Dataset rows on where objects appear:
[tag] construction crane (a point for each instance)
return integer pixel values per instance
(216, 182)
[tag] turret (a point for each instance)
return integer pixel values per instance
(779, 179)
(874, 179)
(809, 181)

- What you will do -
Set down the listing above exactly as it appears, line for line.

- Answer to the task -
[tag] construction crane (a point for each instance)
return integer pixel values per instance
(216, 182)
[tag] turret (a point for each instance)
return integer pixel values per instance
(779, 179)
(874, 179)
(809, 181)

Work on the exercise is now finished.